§ **TASKS FOR THIS EXERCISE**
1. Reproduce the passage of the bereavement tree article starting with "Carson Lalli Pohlman's" and going on through "all he wanted.".
2. In the bereavement tree article, on what day each year is the tree hung with cards bearing the names of the dead?
3. Resume the bereavement tree article from its last sentence and keep writing it.

§ **TEXT**

——————————

People search for the names of their loved ones who...

People search for the names of their loved ones who recently passed during a tree lighting ceremony at the Hospice Care Network Bereavement Center in Bay Shore. (Dec. 5, 2010) Credit: John Dunn

In Bay Shore, outside the little Cape house where Hospice Care Network counsels the families of Long Island's dead and dying, there is a tall fir. It's called the bereavement tree. On the first Sunday of December each year, it is hung with dozens of white rectangular cards bearing the names of the dead.

Sunday, hundreds of their friends and relatives gathered next to the tree to recite the names as part of an annual memorial service held by the Bay Shore agency for nearly a decade. Mary Gravania, Care Network's vice president for counseling, said the event "is an hour that is carved out when the loved one is remembered . . . it sustains them [the families] through the rest of the season."

Carson Lalli Pohlman's name was on the tree. The little girl, not yet a year old, died in 2006. Anthony J. Zarba's name was also on the tree.

He died at 88, a year ago yesterday. Inside the hospice headquarters, his son Paul and wife, Ann, recalled him.

He was a professional clarinetist, a painter, a grower of tomatoes and figs in his garden. "That last night when he wasn't able to stand and get into bed, I called the nurse that night," said Ann Zarba, who is 83 and used to be a nurse herself. "It's a kind of nursing not everyone is able to do. When I was younger, I was not able to do it, and I certainly can't now."

Anthony Zarba had kidney cancer and had undergone five courses of chemotherapy, which was all he wanted.

——————————

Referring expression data
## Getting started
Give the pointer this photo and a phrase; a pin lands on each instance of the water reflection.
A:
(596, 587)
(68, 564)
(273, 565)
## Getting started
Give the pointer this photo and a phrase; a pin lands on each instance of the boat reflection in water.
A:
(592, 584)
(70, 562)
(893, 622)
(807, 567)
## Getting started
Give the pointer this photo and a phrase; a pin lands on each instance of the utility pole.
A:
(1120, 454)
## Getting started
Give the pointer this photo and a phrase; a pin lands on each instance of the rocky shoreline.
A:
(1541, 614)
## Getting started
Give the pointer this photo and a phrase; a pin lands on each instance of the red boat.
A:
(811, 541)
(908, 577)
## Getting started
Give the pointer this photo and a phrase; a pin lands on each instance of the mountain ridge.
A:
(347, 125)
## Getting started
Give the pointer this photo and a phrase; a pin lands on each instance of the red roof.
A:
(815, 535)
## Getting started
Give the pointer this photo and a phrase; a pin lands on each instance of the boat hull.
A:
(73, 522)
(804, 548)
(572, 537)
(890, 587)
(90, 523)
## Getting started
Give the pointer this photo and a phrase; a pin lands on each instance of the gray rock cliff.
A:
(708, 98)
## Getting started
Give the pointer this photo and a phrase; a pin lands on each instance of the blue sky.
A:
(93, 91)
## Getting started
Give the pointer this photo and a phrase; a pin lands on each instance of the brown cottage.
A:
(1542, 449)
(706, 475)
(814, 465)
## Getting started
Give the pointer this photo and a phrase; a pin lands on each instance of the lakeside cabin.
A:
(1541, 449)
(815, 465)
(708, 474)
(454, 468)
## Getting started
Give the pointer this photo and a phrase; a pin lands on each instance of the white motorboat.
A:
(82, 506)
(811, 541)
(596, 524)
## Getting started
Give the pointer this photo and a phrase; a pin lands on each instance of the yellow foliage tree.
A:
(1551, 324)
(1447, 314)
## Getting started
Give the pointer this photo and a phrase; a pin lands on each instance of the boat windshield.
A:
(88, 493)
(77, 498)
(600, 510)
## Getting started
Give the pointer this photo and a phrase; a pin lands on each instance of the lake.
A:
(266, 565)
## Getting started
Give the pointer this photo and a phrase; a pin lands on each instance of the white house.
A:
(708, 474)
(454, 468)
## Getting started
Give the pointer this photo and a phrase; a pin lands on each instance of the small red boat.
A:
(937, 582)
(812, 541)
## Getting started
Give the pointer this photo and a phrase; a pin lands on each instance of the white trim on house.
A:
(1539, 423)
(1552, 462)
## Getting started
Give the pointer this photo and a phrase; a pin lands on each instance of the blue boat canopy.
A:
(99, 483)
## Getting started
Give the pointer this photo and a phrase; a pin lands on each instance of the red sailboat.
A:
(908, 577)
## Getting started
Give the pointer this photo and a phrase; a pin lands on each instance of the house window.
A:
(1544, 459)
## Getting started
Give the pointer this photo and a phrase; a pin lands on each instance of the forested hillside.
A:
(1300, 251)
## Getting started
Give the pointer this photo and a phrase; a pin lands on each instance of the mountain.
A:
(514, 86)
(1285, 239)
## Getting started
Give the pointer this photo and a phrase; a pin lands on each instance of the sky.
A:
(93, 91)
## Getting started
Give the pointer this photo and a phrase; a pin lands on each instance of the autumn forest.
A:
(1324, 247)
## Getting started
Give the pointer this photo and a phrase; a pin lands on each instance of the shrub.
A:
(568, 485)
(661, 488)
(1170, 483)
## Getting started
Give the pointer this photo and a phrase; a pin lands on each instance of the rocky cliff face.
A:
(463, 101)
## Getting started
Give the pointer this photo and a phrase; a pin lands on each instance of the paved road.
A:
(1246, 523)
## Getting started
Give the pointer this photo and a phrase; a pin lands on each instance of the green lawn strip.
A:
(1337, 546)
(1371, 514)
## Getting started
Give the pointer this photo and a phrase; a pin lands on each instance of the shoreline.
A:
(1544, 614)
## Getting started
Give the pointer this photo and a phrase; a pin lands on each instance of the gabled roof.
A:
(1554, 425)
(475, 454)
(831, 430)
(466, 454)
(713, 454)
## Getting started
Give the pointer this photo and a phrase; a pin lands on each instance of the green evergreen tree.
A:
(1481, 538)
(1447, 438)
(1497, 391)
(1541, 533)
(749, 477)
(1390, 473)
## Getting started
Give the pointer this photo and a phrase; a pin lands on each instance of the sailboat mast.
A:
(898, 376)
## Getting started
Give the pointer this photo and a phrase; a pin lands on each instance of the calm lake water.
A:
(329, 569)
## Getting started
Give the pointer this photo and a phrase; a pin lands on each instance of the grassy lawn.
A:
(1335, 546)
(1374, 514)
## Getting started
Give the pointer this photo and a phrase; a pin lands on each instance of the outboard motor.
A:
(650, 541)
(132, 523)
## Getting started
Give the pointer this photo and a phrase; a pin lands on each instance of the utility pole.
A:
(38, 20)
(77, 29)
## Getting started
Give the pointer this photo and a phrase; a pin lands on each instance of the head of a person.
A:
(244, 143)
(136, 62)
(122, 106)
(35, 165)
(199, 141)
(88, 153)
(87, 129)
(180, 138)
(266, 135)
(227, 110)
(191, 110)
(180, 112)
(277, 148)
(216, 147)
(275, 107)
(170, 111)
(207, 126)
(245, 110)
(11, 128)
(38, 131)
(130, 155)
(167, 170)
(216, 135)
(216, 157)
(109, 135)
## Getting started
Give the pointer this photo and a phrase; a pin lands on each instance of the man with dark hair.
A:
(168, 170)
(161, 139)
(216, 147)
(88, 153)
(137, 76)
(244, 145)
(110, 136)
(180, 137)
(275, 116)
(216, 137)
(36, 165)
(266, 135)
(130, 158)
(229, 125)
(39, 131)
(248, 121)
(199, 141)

——————————

§ **RESULTS BY TASK**
1.
Carson Lalli Pohlman's name was on the tree. The little girl, not yet a year old, died in 2006. Anthony J. Zarba's name was also on the tree.

He died at 88, a year ago yesterday. Inside the hospice headquarters, his son Paul and wife, Ann, recalled him.

He was a professional clarinetist, a painter, a grower of tomatoes and figs in his garden. "That last night when he wasn't able to stand and get into bed, I called the nurse that night," said Ann Zarba, who is 83 and used to be a nurse herself. "It's a kind of nursing not everyone is able to do. When I was younger, I was not able to do it, and I certainly can't now."

Anthony Zarba had kidney cancer and had undergone five courses of chemotherapy, which was all he wanted.

2. The first Sunday of December.

3.
"I put that to my dad's being Italian - he had his own way of doing things," said Paul, 53. "He said, 'I'm 88, I've had a healthy life, I'm not going to go through with this.' "

Gravania said she has a married friend who has a terminal disease and a husband in denial. "All he can say is, 'You're going to be fine, you're going to be fine' . . . but she's living in a body that's letting her down. He can fool himself, but she can't."

Outside, it was bitterly cold. Carson's parents, John and Allison Pohlman, and her big brother and sister, Johnny and Carrie, were there.

They remember her face and her belly laugh she gave when Johnny and Carrie pretended to trip over the dog.

But Carson did not have 88 years and children and grandchildren; she had only eight months, which is something her parents, who are religious people, have a hard time understanding.

"Why would God do this to a 7-month, 8-month-old baby? And why to us? It's not like we're horrible people," said Carson's father, John Pohlman.

Pohlman, of Dix Hills, said despite his family's pain, coming to the event and supporting the hospice "helps Carson live through us by helping us help others."